**WORK ORDER**
Going through the entries, how many lines include the string "light"? Answer only with the number.

BEGIN PROVIDED RECORDS

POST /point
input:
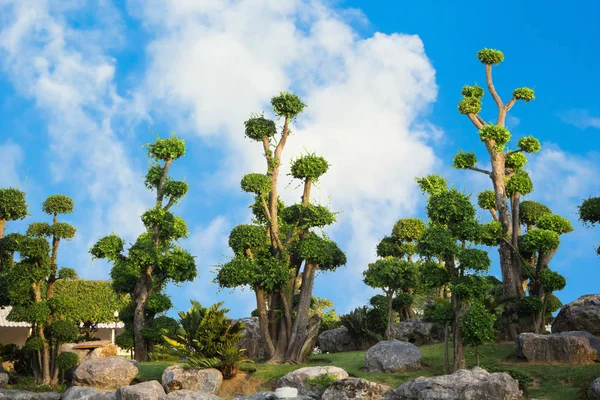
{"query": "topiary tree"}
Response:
(155, 259)
(279, 254)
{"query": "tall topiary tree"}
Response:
(279, 254)
(155, 259)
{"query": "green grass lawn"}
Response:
(555, 382)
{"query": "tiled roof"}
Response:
(5, 323)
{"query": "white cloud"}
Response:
(212, 63)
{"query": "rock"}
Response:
(336, 341)
(252, 340)
(392, 356)
(109, 373)
(593, 392)
(475, 384)
(567, 347)
(197, 380)
(581, 315)
(297, 379)
(189, 395)
(151, 390)
(354, 388)
(22, 395)
(418, 332)
(85, 393)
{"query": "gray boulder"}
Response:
(392, 356)
(566, 347)
(197, 380)
(297, 379)
(109, 373)
(417, 332)
(85, 393)
(354, 388)
(252, 340)
(23, 395)
(581, 315)
(593, 392)
(475, 384)
(151, 390)
(189, 395)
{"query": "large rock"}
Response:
(197, 380)
(392, 356)
(297, 379)
(336, 341)
(581, 315)
(252, 340)
(189, 395)
(109, 373)
(475, 384)
(23, 395)
(354, 388)
(418, 332)
(85, 393)
(150, 390)
(593, 392)
(566, 347)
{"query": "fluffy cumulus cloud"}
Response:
(212, 63)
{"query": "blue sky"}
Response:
(83, 84)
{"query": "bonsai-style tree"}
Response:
(155, 258)
(13, 207)
(509, 180)
(589, 213)
(279, 254)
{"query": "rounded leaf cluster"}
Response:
(58, 204)
(529, 144)
(472, 91)
(408, 229)
(287, 105)
(244, 237)
(515, 161)
(552, 281)
(486, 200)
(490, 56)
(13, 206)
(531, 211)
(525, 94)
(167, 149)
(469, 105)
(464, 160)
(520, 182)
(555, 223)
(256, 183)
(258, 128)
(497, 133)
(310, 167)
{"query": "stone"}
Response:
(252, 340)
(581, 315)
(593, 392)
(354, 388)
(475, 384)
(207, 380)
(86, 393)
(23, 395)
(565, 347)
(108, 373)
(150, 390)
(189, 395)
(392, 356)
(336, 341)
(297, 379)
(417, 332)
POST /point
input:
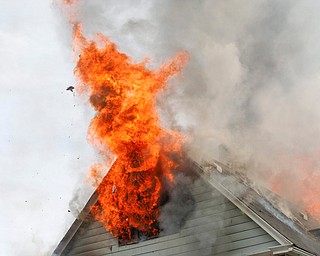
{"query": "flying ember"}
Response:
(123, 94)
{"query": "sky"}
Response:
(252, 85)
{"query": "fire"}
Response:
(126, 122)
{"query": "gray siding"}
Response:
(215, 227)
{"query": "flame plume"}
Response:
(123, 94)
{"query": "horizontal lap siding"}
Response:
(215, 227)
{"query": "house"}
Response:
(228, 218)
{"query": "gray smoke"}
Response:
(179, 206)
(251, 86)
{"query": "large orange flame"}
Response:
(123, 94)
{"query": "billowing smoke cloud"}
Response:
(251, 86)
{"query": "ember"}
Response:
(123, 94)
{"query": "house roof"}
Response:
(264, 208)
(291, 234)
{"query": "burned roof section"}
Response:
(293, 224)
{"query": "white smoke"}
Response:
(252, 83)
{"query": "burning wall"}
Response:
(251, 84)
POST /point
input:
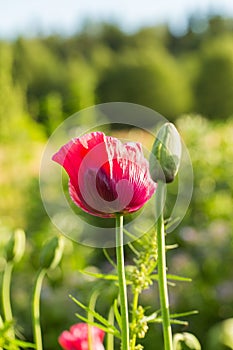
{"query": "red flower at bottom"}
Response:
(77, 338)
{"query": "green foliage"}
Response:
(147, 77)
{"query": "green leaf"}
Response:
(117, 314)
(134, 250)
(95, 314)
(172, 321)
(186, 339)
(107, 256)
(179, 278)
(184, 314)
(111, 329)
(110, 337)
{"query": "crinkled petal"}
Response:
(106, 176)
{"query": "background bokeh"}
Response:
(185, 76)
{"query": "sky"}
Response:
(28, 17)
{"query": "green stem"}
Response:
(6, 299)
(134, 310)
(163, 291)
(36, 309)
(122, 283)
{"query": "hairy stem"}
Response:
(163, 290)
(122, 283)
(134, 310)
(36, 309)
(6, 298)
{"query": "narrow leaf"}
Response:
(117, 314)
(107, 256)
(184, 314)
(93, 313)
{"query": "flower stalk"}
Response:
(122, 283)
(6, 301)
(162, 277)
(36, 309)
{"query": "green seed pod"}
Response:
(186, 341)
(51, 253)
(16, 246)
(166, 154)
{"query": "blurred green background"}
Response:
(188, 79)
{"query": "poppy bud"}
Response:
(51, 253)
(16, 246)
(186, 341)
(166, 154)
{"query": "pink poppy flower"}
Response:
(77, 338)
(107, 177)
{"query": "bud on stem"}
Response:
(16, 246)
(166, 154)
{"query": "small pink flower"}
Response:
(77, 338)
(106, 176)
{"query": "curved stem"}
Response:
(6, 299)
(122, 283)
(163, 291)
(36, 309)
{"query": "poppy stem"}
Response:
(163, 290)
(36, 309)
(122, 283)
(6, 300)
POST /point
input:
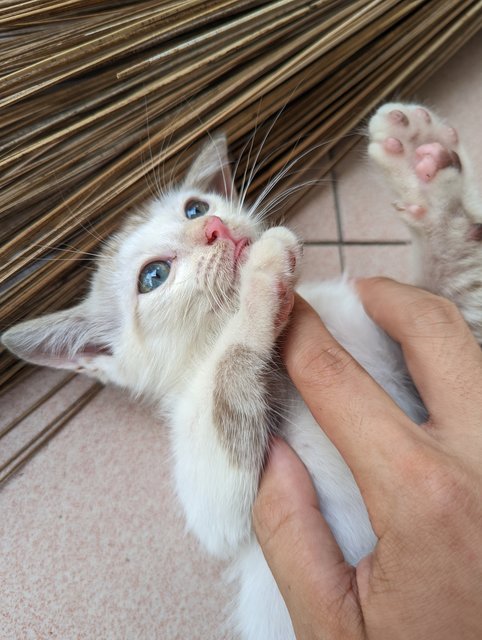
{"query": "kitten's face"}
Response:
(163, 287)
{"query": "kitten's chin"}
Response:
(241, 252)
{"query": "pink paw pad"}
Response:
(432, 158)
(423, 114)
(398, 117)
(452, 135)
(393, 145)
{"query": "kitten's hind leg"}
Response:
(430, 173)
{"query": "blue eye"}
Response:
(153, 275)
(195, 209)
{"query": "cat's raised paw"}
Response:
(420, 155)
(268, 279)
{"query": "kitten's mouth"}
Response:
(240, 250)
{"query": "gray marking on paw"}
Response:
(240, 409)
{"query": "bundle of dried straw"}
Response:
(98, 99)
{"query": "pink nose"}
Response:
(216, 229)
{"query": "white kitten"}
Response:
(186, 306)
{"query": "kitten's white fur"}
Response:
(180, 345)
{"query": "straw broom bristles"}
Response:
(98, 100)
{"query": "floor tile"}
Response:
(313, 218)
(93, 542)
(455, 92)
(388, 260)
(365, 201)
(320, 263)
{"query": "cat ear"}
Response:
(210, 170)
(67, 339)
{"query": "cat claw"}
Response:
(416, 211)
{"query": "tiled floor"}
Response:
(348, 222)
(91, 541)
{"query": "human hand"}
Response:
(422, 485)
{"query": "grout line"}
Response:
(336, 199)
(355, 243)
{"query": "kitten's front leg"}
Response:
(221, 424)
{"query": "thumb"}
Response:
(315, 581)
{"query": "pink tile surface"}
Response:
(92, 542)
(320, 263)
(455, 92)
(314, 217)
(365, 201)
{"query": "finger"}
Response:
(442, 355)
(302, 553)
(366, 426)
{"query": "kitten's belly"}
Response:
(340, 499)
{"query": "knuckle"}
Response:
(270, 518)
(324, 364)
(432, 314)
(437, 484)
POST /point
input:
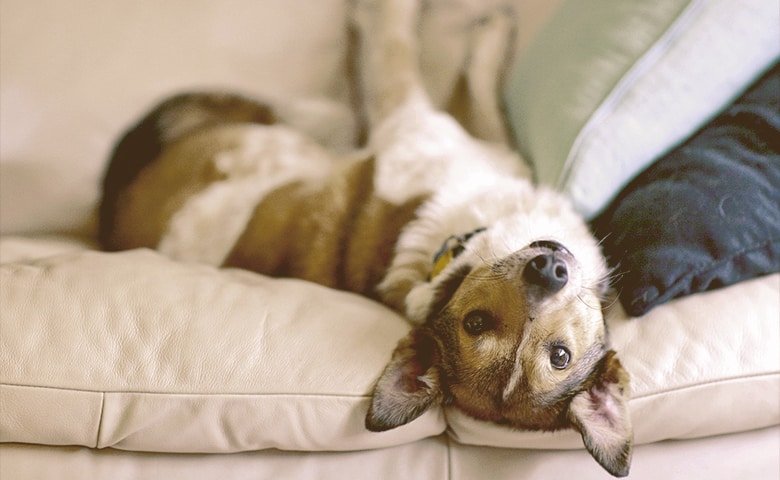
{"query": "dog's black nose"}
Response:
(548, 271)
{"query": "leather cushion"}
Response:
(136, 352)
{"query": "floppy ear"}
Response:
(408, 386)
(601, 415)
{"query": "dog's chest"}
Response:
(339, 234)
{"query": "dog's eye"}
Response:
(477, 322)
(559, 357)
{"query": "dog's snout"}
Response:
(549, 244)
(547, 271)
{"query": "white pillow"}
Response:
(133, 351)
(604, 90)
(137, 352)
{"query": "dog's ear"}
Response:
(600, 413)
(409, 385)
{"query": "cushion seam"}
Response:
(645, 395)
(692, 386)
(100, 419)
(706, 268)
(186, 394)
(627, 80)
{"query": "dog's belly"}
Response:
(340, 234)
(266, 199)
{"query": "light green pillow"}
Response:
(608, 86)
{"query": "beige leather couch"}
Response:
(130, 365)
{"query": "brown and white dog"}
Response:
(502, 280)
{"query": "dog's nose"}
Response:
(548, 271)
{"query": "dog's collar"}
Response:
(450, 248)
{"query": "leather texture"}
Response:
(141, 353)
(753, 454)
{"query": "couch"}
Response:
(130, 365)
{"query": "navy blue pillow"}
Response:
(705, 215)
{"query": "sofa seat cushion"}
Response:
(133, 351)
(136, 352)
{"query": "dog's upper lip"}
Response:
(550, 245)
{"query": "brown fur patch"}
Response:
(339, 235)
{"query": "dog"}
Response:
(502, 281)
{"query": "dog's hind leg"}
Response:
(490, 43)
(390, 72)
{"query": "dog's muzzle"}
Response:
(548, 270)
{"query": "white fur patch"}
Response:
(209, 224)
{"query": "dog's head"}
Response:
(519, 341)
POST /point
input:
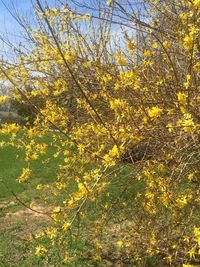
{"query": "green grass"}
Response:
(14, 248)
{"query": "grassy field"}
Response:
(16, 222)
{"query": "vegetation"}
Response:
(123, 113)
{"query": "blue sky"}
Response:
(9, 28)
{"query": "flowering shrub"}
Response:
(102, 98)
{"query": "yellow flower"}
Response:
(154, 112)
(40, 250)
(181, 201)
(25, 175)
(3, 99)
(119, 244)
(196, 3)
(182, 98)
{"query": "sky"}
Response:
(9, 28)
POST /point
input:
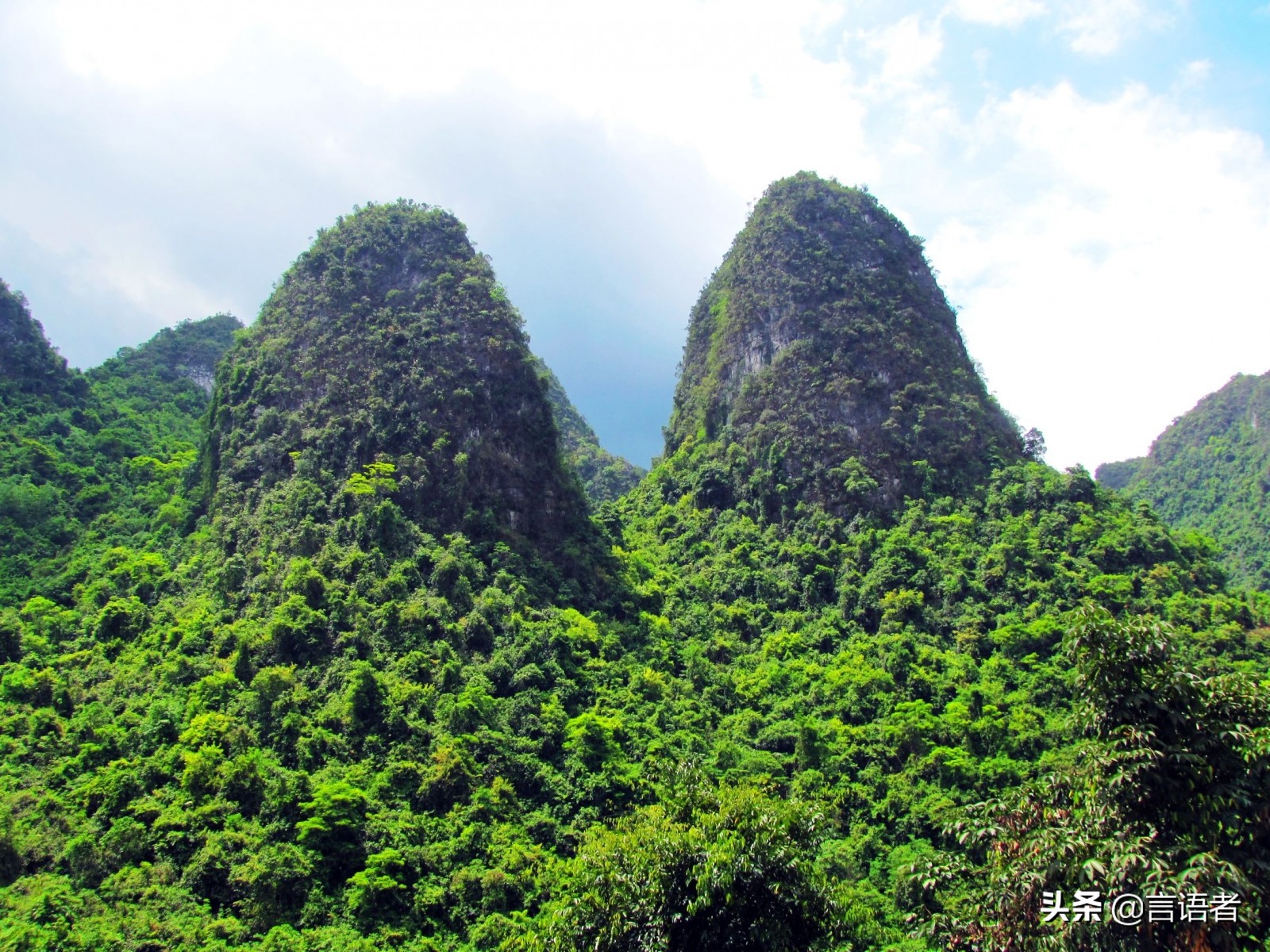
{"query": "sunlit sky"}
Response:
(1091, 177)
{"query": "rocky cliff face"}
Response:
(391, 362)
(1210, 471)
(825, 348)
(29, 366)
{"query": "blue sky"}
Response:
(1091, 178)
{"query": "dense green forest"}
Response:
(342, 657)
(1210, 471)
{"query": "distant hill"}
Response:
(823, 349)
(603, 475)
(1210, 471)
(347, 662)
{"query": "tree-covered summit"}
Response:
(1210, 471)
(389, 365)
(825, 349)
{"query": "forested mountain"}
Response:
(603, 475)
(825, 351)
(365, 670)
(94, 460)
(1210, 471)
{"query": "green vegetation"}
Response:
(605, 476)
(1210, 471)
(368, 672)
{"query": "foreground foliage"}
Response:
(359, 696)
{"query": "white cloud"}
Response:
(1127, 282)
(175, 155)
(907, 51)
(997, 13)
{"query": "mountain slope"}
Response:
(1210, 471)
(94, 460)
(391, 343)
(603, 475)
(825, 349)
(365, 701)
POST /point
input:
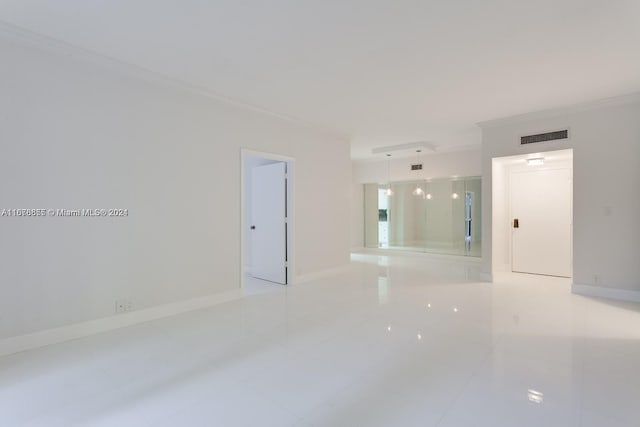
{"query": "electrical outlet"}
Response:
(124, 305)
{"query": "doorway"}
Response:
(532, 213)
(267, 219)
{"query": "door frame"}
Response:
(513, 215)
(501, 215)
(290, 225)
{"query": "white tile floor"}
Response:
(400, 341)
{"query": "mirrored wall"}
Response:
(437, 216)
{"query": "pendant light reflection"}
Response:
(418, 190)
(389, 192)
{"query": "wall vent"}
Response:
(544, 137)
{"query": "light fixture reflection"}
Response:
(535, 396)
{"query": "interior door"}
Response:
(541, 222)
(268, 229)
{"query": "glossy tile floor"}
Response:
(399, 341)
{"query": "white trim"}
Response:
(79, 330)
(559, 112)
(322, 274)
(51, 44)
(602, 292)
(486, 277)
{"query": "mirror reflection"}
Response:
(437, 216)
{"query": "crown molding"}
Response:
(615, 101)
(50, 44)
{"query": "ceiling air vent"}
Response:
(544, 137)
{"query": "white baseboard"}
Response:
(486, 277)
(78, 330)
(602, 292)
(321, 274)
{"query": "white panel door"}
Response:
(541, 203)
(268, 229)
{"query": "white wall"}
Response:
(605, 138)
(436, 165)
(78, 131)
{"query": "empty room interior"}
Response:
(305, 214)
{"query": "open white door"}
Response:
(268, 229)
(541, 222)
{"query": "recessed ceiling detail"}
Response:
(411, 146)
(372, 71)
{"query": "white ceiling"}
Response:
(380, 72)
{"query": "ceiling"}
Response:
(378, 72)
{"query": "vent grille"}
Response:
(544, 137)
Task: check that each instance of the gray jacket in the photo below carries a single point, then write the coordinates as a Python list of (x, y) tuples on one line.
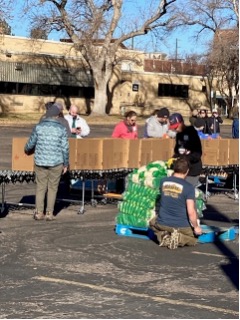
[(155, 129), (49, 140)]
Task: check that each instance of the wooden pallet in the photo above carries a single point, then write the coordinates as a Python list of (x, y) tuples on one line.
[(214, 234), (135, 232), (113, 196)]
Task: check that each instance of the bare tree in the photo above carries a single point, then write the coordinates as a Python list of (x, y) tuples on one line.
[(98, 28), (221, 19), (5, 16), (223, 65)]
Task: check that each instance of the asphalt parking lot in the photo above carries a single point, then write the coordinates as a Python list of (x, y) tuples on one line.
[(77, 267)]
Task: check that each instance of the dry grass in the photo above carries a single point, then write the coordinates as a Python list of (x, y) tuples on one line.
[(33, 118)]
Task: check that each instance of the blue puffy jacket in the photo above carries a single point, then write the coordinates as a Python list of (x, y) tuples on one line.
[(235, 128), (49, 140)]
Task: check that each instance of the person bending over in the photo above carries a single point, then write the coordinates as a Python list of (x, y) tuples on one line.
[(176, 223), (127, 128)]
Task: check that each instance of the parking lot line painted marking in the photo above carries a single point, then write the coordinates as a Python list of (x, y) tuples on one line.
[(215, 255), (138, 295)]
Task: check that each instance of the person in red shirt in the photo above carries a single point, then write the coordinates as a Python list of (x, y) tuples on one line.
[(127, 128)]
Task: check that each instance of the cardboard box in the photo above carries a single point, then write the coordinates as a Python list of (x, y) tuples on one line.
[(89, 155), (21, 161), (134, 153), (115, 153), (233, 151), (223, 152), (215, 152)]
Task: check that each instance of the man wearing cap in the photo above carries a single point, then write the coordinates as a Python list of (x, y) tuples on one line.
[(188, 145), (215, 121), (78, 126), (176, 223), (157, 125), (49, 140), (202, 123), (61, 118)]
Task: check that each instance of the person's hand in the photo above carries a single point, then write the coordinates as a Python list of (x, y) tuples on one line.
[(74, 130), (78, 130), (65, 169), (197, 230)]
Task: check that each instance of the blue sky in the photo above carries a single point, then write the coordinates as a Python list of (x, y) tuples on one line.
[(186, 44)]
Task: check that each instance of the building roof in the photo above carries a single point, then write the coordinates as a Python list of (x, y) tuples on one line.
[(174, 67)]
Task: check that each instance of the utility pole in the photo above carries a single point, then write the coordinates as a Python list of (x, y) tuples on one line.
[(176, 51)]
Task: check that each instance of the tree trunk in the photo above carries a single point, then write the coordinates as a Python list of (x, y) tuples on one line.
[(100, 99)]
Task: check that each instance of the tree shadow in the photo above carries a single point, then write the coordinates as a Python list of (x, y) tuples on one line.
[(231, 269)]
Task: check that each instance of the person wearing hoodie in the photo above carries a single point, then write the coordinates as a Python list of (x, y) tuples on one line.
[(188, 145), (157, 125), (49, 142)]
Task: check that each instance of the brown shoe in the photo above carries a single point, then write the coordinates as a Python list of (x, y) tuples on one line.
[(49, 216), (174, 240), (165, 239), (39, 216)]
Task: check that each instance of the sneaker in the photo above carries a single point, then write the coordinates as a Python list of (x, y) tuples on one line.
[(174, 239), (38, 216), (165, 239), (49, 216)]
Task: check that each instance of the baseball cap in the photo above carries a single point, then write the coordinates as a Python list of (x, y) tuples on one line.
[(175, 120), (53, 111), (163, 113)]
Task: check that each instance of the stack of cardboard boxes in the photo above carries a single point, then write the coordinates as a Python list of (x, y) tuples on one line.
[(109, 153)]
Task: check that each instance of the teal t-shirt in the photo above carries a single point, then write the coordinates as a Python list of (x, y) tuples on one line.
[(172, 210)]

END PROVIDED RECORDS

**OUTPUT OF THE TASK**
3